**AUFGABENSTELLUNG**: Schreiben Sie ausschließlich die Zeilen zwischen der Zeile mit „Task: locate the white plant“ und der Zeile mit „x=707 y=229“, beide einschließlich, unverändert ab.

**BEREITGESTELLTE ANGABEN**:
□ □ □ □ □
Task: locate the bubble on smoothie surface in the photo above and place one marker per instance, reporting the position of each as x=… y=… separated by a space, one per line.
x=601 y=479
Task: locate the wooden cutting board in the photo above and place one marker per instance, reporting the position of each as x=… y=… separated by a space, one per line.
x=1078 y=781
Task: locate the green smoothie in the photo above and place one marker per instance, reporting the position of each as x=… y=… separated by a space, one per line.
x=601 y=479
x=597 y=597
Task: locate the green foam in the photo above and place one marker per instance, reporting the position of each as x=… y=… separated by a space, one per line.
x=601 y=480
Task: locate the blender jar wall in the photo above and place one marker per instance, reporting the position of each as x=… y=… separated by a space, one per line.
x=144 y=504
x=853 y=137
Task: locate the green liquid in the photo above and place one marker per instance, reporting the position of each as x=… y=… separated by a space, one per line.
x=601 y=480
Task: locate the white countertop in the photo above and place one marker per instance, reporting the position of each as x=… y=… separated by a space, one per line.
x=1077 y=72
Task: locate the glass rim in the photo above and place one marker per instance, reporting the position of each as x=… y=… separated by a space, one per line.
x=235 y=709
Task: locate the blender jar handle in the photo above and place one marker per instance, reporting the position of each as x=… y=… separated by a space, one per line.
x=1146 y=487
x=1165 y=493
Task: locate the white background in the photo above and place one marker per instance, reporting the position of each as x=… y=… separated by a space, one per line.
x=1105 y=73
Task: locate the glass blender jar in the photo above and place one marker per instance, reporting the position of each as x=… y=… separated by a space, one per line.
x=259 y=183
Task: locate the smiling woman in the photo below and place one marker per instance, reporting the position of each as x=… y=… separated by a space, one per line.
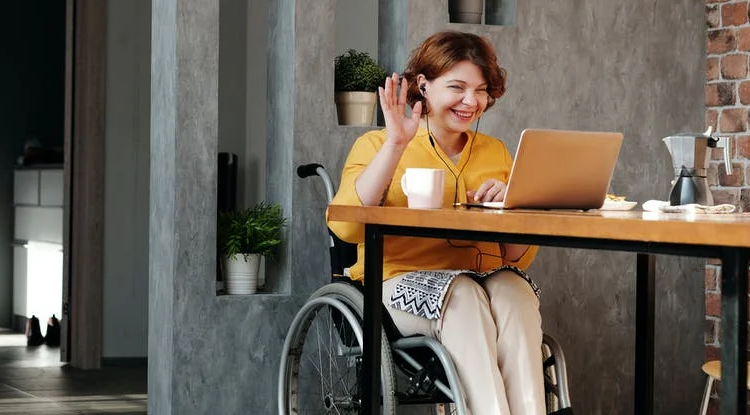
x=474 y=289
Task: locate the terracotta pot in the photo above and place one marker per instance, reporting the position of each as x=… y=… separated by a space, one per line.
x=355 y=108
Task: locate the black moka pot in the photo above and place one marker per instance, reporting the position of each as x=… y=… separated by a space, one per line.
x=691 y=153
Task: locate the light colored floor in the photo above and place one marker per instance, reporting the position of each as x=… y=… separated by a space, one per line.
x=34 y=382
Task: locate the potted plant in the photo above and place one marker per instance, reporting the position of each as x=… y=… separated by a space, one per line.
x=244 y=235
x=357 y=78
x=465 y=11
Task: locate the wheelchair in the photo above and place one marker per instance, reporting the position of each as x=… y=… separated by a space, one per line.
x=321 y=360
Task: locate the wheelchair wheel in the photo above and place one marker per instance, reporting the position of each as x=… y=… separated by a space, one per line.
x=321 y=362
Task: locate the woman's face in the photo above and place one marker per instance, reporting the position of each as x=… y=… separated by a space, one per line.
x=456 y=99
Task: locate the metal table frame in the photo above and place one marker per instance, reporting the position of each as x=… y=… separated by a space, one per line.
x=733 y=305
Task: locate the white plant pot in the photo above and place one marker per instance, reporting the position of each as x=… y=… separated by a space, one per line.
x=355 y=108
x=242 y=274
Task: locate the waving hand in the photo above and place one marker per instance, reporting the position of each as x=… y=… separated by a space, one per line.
x=401 y=129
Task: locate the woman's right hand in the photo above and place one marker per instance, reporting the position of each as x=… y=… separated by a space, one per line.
x=400 y=128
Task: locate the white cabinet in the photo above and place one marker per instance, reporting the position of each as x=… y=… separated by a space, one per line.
x=26 y=187
x=37 y=253
x=42 y=224
x=51 y=187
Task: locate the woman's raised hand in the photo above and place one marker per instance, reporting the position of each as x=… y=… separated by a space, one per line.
x=400 y=128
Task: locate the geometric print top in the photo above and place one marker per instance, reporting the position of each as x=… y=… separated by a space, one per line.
x=422 y=292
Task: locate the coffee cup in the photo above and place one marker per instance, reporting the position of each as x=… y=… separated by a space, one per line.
x=424 y=188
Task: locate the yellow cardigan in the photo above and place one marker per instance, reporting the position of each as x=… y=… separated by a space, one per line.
x=482 y=158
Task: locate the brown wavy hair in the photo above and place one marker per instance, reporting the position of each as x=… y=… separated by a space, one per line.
x=439 y=52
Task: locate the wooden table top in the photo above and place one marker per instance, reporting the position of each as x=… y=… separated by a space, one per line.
x=707 y=229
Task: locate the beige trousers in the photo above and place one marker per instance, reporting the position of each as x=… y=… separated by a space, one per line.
x=492 y=330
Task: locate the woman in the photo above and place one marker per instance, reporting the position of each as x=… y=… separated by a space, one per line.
x=483 y=308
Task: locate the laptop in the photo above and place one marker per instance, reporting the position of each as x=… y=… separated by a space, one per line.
x=559 y=169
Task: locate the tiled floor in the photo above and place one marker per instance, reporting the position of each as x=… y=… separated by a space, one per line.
x=34 y=382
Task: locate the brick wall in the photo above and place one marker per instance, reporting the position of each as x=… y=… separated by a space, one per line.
x=728 y=110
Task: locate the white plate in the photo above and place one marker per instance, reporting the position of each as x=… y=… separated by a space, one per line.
x=618 y=205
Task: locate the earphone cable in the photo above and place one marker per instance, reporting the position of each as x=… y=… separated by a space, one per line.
x=468 y=158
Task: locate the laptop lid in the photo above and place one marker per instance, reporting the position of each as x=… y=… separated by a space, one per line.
x=559 y=169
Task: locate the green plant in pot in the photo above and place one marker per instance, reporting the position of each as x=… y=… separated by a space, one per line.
x=357 y=78
x=244 y=235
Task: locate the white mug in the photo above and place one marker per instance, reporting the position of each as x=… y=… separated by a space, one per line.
x=424 y=188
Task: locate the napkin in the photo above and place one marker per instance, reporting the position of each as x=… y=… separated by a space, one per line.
x=664 y=206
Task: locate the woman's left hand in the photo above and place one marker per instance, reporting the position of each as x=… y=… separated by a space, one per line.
x=491 y=190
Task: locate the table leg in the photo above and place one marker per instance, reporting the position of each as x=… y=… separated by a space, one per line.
x=733 y=331
x=373 y=289
x=644 y=334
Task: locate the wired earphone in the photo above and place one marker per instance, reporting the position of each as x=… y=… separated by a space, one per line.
x=479 y=253
x=423 y=89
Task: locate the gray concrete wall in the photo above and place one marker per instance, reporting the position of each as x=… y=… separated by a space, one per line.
x=589 y=65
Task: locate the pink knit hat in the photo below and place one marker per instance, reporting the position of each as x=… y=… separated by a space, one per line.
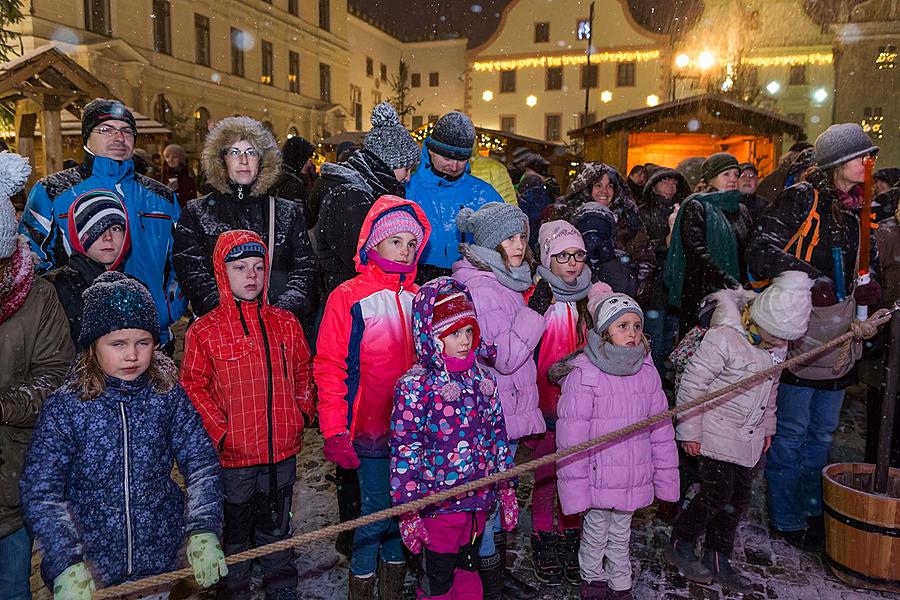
x=391 y=223
x=556 y=236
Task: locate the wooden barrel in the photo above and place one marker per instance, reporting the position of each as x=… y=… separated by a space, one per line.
x=862 y=529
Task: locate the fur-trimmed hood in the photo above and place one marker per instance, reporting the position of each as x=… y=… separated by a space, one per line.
x=227 y=132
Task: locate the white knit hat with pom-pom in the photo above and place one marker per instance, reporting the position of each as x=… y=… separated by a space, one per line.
x=389 y=140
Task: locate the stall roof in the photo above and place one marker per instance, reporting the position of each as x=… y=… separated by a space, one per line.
x=756 y=118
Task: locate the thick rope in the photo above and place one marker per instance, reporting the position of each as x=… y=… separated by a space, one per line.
x=864 y=329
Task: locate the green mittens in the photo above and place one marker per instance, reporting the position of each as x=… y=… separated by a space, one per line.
x=206 y=558
x=75 y=583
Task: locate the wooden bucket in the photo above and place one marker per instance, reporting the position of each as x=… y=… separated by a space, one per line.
x=862 y=529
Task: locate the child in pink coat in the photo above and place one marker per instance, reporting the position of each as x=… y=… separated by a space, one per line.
x=612 y=383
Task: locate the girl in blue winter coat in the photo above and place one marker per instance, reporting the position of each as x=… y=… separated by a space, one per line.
x=447 y=429
x=96 y=488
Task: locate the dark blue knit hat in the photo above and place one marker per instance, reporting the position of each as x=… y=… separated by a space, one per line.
x=116 y=301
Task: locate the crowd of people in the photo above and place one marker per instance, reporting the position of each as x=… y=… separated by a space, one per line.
x=431 y=311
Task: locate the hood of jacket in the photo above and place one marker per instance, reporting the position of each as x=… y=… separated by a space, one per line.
x=227 y=132
x=429 y=356
x=381 y=206
x=224 y=244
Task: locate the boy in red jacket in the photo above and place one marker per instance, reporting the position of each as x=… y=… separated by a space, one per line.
x=248 y=371
x=365 y=345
□ □ □ □ □
**VOLLSTÄNDIGE ANTWORT**:
Task: locate the white plant pot in the photo above and place one marker per instance, reporting the position of each as x=… y=… separated by a space, one per line.
x=355 y=108
x=242 y=274
Task: locate the waving hand in the photo above and place one marker per instance, reporting the position of each as x=… y=… separated by a space, one per line.
x=401 y=129
Task: locate the woman's right hand in the photo above and place one marker per instance, reporting the position of each as x=… y=… separated by a space, one per line.
x=400 y=128
Task: locate the white cabinet in the photo above and place one marker per instance, reporting the position of each as x=… y=… separated by a space, one per line.
x=26 y=187
x=37 y=253
x=42 y=224
x=51 y=187
Task: locate the woman's raised hand in the photo above and place one marker per instance, reporting the position of each as x=… y=… separated by a space, one per line.
x=400 y=128
Task: locate the geometric print top in the photo above and place one marker per instance, reporting the position of each as x=… y=… separated by a space, one per line.
x=422 y=292
Task: locate the coffee cup in the photo above and place one marker per instance, reporting the position of each as x=… y=… separated by a space, one per line.
x=424 y=188
Task: locate the yellow cardigan in the photo above and place one marker per instance, reporting the position of each as x=… y=… separated by a space, one per line.
x=482 y=158
Task: locate the brown wavy hair in the photo above and place one marker per instance, reporting the position of each as x=… y=… separated by a space, one per line.
x=439 y=52
Task: locate the wooden table top in the photo above and place one marker per instance, reporting the position of each as x=… y=… separated by a space, one per line.
x=707 y=229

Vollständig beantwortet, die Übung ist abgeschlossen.